-- START --

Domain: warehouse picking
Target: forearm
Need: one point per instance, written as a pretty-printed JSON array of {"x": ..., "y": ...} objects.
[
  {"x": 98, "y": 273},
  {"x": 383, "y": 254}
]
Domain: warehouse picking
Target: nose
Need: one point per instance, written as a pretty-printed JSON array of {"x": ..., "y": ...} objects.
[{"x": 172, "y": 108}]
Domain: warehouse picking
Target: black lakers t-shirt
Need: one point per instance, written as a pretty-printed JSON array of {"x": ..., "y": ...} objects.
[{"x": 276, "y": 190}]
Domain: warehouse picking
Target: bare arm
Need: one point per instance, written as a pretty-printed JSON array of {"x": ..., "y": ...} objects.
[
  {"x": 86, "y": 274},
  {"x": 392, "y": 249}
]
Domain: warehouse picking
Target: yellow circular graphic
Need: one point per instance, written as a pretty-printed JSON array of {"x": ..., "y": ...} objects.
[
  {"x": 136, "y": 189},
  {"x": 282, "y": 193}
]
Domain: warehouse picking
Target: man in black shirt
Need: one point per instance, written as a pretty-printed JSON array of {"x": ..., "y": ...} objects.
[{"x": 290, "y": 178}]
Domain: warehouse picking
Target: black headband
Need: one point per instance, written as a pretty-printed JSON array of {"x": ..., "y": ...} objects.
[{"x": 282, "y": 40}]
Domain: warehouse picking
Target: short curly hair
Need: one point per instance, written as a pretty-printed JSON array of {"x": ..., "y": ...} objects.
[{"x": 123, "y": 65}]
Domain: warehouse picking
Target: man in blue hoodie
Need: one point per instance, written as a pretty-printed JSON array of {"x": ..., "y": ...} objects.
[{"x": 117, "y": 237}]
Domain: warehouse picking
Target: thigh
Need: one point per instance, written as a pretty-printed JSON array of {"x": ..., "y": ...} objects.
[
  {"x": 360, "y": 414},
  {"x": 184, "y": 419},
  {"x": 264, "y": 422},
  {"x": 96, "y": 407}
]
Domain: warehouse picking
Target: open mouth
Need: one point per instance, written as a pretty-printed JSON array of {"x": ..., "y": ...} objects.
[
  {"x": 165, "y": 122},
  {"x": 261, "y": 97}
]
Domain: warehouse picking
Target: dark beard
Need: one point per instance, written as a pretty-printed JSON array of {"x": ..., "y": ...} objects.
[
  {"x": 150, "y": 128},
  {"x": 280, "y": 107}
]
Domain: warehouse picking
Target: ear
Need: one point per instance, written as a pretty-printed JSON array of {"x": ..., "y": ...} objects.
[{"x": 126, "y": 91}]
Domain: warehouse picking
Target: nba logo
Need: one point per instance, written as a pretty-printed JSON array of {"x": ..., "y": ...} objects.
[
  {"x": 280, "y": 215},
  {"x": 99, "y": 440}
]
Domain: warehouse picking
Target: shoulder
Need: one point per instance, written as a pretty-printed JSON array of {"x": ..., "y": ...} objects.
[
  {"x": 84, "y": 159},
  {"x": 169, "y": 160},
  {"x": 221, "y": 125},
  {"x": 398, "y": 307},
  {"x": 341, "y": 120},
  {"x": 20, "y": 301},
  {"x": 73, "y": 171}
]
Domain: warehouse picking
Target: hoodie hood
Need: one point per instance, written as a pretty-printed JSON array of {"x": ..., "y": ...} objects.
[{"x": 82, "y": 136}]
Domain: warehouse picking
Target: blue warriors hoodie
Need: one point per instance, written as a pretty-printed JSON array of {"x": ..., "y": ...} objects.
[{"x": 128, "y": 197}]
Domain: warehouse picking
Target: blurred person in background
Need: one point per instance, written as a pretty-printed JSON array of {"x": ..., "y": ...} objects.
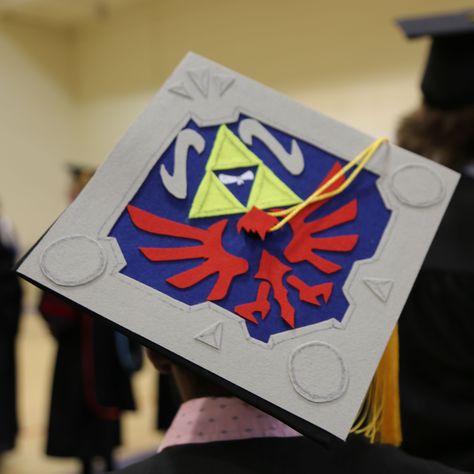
[
  {"x": 216, "y": 432},
  {"x": 437, "y": 325},
  {"x": 10, "y": 309},
  {"x": 92, "y": 376}
]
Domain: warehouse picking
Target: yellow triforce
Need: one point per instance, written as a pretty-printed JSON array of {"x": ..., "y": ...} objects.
[{"x": 214, "y": 199}]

-- END --

# WRITTEN PROBLEM
Without including any picture, retype the entries exactly.

# SOLUTION
Domain: warehouse picking
Target: forearm
Need: one point per instance, written as a pretty-printed JSON array of {"x": ..., "y": ...} objects.
[
  {"x": 98, "y": 273},
  {"x": 383, "y": 254}
]
Domain: warehouse picking
Target: nose
Need: one point per instance, written as a pretty-printed JSON array of {"x": ..., "y": ...} objects.
[{"x": 172, "y": 108}]
Domain: warehouse picking
Target: black lakers t-shirt
Need: one point per instance, written as a pretty-printed JSON array of {"x": ..., "y": ...} objects.
[{"x": 276, "y": 190}]
Domain: warehouse picking
Target: bare arm
Need: one point per instance, written as a pretty-printed JSON array of {"x": ..., "y": ...} objects.
[
  {"x": 86, "y": 274},
  {"x": 392, "y": 249}
]
Domain: warehouse picking
Target: yellow circular graphic
Need: one point per instance, written as a pretty-printed JSON array of {"x": ..., "y": ...} objects.
[
  {"x": 136, "y": 189},
  {"x": 282, "y": 193}
]
Domain: warehouse picking
Target: man in black shirt
Need: one point per instance, written as a pretty-printed JSON array of {"x": ..., "y": ...} objects.
[{"x": 290, "y": 178}]
Domain: warehouse picking
Target: black headband
Need: one point per instance, written as a pretty-printed JSON array of {"x": ..., "y": ...} objects.
[{"x": 282, "y": 40}]
Domain: warehouse picking
Target: short curly hair
Need: one point per instance, written as a pretty-printed JSON array of {"x": ..., "y": ...} objects.
[{"x": 123, "y": 65}]
Domain: warehouse picking
Target: man in blue hoodie
Need: one point per instance, written as a pretty-printed JSON array of {"x": ..., "y": ...} objects.
[{"x": 117, "y": 237}]
Domain: warehouse picking
Target: thigh
Need: one point per instance, written as a pretty-printed JSON array of {"x": ..., "y": ...} objects.
[
  {"x": 360, "y": 414},
  {"x": 184, "y": 419},
  {"x": 264, "y": 422},
  {"x": 96, "y": 407}
]
Domain: warehouse picking
Target: open mouth
Need: one point per instance, written as a pretty-printed JSON array of {"x": ..., "y": ...} objects.
[
  {"x": 165, "y": 122},
  {"x": 261, "y": 97}
]
Domain: warehouse picking
Target: dark beard
Need: one point per instance, written as a pretty-printed JSON array of {"x": ..., "y": ...} objects.
[
  {"x": 150, "y": 128},
  {"x": 280, "y": 107}
]
Domain: warehouse picking
Target: ear
Need: one point per instance, written as a pretty-printed JSON array of {"x": ..., "y": ...} objects.
[{"x": 126, "y": 91}]
Domain: warehouse picking
Target: nba logo
Need: one point per instance, written as a pretty-printed JSON array of {"x": ..., "y": ...} objects.
[
  {"x": 280, "y": 215},
  {"x": 99, "y": 440}
]
Domain: warehouse picking
Target: shoulder
Need: one point per instance, written as a pretty-printed JSON array of {"x": ..., "y": ...} objects.
[
  {"x": 84, "y": 159},
  {"x": 169, "y": 160},
  {"x": 221, "y": 125},
  {"x": 398, "y": 307},
  {"x": 341, "y": 120},
  {"x": 20, "y": 301},
  {"x": 73, "y": 171}
]
Domain: warehouse picking
Target: hoodie hood
Need: one point per instance, written as a pretty-printed JSON array of {"x": ..., "y": ...} objects.
[{"x": 82, "y": 136}]
Domain: warehouse picking
Target: blue warriors hoodie
Need: one point per instance, written as a pretty-printed JSON array of {"x": ..., "y": ...} objects.
[{"x": 128, "y": 197}]
Domain: warehouse picking
Target: blurred person in background
Need: one point per instance, written as a pretty-printed JSON array of {"x": ..., "y": ...} objects.
[
  {"x": 216, "y": 432},
  {"x": 437, "y": 325},
  {"x": 10, "y": 309},
  {"x": 92, "y": 376}
]
Domain: warehouse picking
Target: yellow triforce
Need: one point per instance, written as a pretty-printed JSON array of {"x": ..., "y": ...} objects.
[{"x": 214, "y": 199}]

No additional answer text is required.